Problem to work on: Edit the compliance text by rewriting everything from "Whether maintenance of" down to "made and maintained.", changing "Central Government" to "Union Government".

Selected text:
-=-=-
In respect of loans, investments, guarantees, and security, whether provisions of sections 185 and 186 of the Companies Act have been complied with, if not, provide the details.

(v) Compliance in respect of deposits accepted

In respect of deposits accepted by the company or amounts which are deemed to be deposits, whether the directives issued by the Reserve Bank of India and the provisions of sections 73 to 76 or any other relevant provisions of the Companies Act and the rules made there under, where applicable, have been complied with, if not, the nature of such contraventions be stated; if an order has been passed by Company Law Board or National Company Law Tribunal or Reserve Bank of India or any court or any other tribunal, whether the same has been complied with or not.

(vi) Maintenance of costing records

Whether maintenance of cost records has been specified by the Central Government under sub-section (1) of section 148 of the Companies Act and whether such accounts and records have been so made and maintained.

(vii) Deposit of statutory liabilities

Whether the company has regularly deposited statutory dues or there are any statutory dues pending for a period more than 6 months as on the balance sheet date. In case of any disputed statutory dues, the amount of such dues and the forum before whom the dues are litigated need to be mentioned.
-=-=-
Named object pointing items
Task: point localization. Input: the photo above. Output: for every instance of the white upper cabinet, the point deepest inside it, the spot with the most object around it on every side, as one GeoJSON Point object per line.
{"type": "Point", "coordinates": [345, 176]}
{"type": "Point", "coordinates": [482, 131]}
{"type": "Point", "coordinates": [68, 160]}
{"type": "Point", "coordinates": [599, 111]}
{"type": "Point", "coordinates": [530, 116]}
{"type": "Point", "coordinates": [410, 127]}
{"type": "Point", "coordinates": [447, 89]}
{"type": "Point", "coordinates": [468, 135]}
-=-=-
Solved problem:
Whether maintenance of cost records has been specified by the Union Government under sub-section (1) of section 148 of the Companies Act and whether such accounts and records have been so made and maintained.